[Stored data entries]
========================================

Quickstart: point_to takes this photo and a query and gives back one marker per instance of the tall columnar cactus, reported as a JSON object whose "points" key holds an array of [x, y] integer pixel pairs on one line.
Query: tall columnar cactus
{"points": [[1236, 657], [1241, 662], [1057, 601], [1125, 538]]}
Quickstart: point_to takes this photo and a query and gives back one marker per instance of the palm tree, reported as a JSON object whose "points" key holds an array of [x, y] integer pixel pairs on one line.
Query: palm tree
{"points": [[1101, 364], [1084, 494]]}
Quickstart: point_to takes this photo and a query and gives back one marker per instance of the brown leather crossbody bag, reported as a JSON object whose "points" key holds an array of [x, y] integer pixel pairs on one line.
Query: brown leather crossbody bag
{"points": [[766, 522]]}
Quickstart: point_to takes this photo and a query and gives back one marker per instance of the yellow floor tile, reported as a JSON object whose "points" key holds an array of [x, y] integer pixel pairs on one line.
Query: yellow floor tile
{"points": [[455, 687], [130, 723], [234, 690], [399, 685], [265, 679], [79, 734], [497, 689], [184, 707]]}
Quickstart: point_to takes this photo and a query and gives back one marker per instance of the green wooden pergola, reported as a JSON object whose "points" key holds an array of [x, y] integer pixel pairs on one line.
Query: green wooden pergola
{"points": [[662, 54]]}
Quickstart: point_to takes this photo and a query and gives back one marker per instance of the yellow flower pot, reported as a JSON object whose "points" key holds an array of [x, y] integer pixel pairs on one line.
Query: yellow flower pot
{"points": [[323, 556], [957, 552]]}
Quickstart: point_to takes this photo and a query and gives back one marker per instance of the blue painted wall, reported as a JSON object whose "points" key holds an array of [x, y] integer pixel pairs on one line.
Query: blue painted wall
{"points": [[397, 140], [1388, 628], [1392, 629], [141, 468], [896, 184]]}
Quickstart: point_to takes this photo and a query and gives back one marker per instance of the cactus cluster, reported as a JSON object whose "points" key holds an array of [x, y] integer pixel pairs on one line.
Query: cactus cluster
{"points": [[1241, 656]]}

========================================

TASK STATEMENT:
Print the line that contains "Query: green wooden pergola", then every later line of the entries above up to and including the last, all exactly as written.

ANSWER SECTION:
Query: green wooden pergola
{"points": [[662, 54]]}
Quickstart: point_to takes this photo and a query and gives back one marker per instance of the yellow flower pot, reported as a JSON object whose "points" key holds an array of [x, y] integer pixel pairs on one line.
Query: yellow flower pot
{"points": [[323, 556], [957, 552]]}
Quickstart: point_to takes this photo and a query and gives back one marker per instance of the blue painted wall, reported as a JSON object whose "points" key holds an array of [x, y] integer pixel pairs on one line.
Query: blue painted wall
{"points": [[397, 140], [1388, 628], [1392, 629], [141, 468], [896, 184]]}
Quickstart: point_to takes this photo and a query and gives back one marker per instance of the cactus cluster, reported as a JSON object whose "points" key holds an array of [x, y] integer pixel pairs on one line.
Query: cactus cluster
{"points": [[1241, 656]]}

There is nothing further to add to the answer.